**PROVIDED PASSAGE:**

# Harbor Freight 13" DP (Model 38142)



## USCJeff

Always nice to get a good one from HF. There's not a whole lot to a Drill Press, so decent gamble. I've been happy with their Dust Collector. Only use it between two tools adjacent to it. Same thing as you said, I oculd spend triple for a centralized machine, but it met my needs for the most part.


----------



## mrsawdust

Knot,
nicely written review. continued sucess with the drill press….
mike


----------



## Emeralds

Reliable functionality and value, two of the big three. Not being a "tool snob" myself, I don't own any of the truly highend names. I started buying tools in my 20's. Now in my mid 50's I still own and use many of the tools I purchased years ago daily. None are names that would impress but I paid a fair price and am still using them 30 years later.

Happy to hear you've found a good one.


----------



## mprzybylski

Scott, I was searching for reviews of this model and surprisingly this came up. Hope you don't mind me resurrecting this old post but I wanted to see how your press is doing all these years later. Would you purchase it again? Would you recommend it to someone else? Thanks for the review.

**SET EXERCISE A:**
Answer these questions about the drill press thread:
(i) Besides the drill press, which Harbor Freight tool has USCJeff been happy with?
(ii) In which decade of life did Emeralds start buying tools?
(iii) What model number is given in the header of the thread?
**SET EXERCISE B:**
Report how many lines of the entries below contain the string "lion", counting case as significant. Give only the number.

(Pointing entries)
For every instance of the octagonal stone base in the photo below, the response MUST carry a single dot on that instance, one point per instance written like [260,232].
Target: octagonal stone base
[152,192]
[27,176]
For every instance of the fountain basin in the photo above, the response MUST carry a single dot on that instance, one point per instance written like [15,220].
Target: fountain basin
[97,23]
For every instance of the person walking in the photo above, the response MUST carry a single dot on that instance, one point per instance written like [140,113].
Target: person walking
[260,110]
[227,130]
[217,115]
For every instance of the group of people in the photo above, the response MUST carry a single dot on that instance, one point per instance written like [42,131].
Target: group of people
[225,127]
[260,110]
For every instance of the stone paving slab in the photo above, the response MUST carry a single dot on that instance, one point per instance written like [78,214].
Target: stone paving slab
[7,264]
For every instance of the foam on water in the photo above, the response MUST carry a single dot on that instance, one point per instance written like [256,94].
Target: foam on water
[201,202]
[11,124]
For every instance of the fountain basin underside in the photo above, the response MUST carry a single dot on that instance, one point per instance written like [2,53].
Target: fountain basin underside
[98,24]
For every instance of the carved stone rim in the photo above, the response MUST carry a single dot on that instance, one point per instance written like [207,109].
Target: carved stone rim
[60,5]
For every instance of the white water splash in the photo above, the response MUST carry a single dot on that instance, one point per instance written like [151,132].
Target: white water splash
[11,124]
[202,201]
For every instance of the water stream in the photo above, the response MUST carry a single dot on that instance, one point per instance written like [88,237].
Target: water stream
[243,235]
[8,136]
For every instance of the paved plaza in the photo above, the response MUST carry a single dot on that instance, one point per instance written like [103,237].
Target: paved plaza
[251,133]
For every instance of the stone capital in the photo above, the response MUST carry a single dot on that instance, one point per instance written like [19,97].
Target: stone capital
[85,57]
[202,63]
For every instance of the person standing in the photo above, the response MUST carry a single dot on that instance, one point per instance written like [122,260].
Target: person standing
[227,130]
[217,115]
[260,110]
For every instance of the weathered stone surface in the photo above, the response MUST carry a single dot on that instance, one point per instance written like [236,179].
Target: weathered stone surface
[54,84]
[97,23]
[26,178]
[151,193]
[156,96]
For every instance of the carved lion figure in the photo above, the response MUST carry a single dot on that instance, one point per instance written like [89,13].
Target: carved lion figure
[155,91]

**FULL ANSWER A:**
(i) The Dust Collector
(ii) In the 20's
(iii) 38142

**FULL ANSWER B:**
2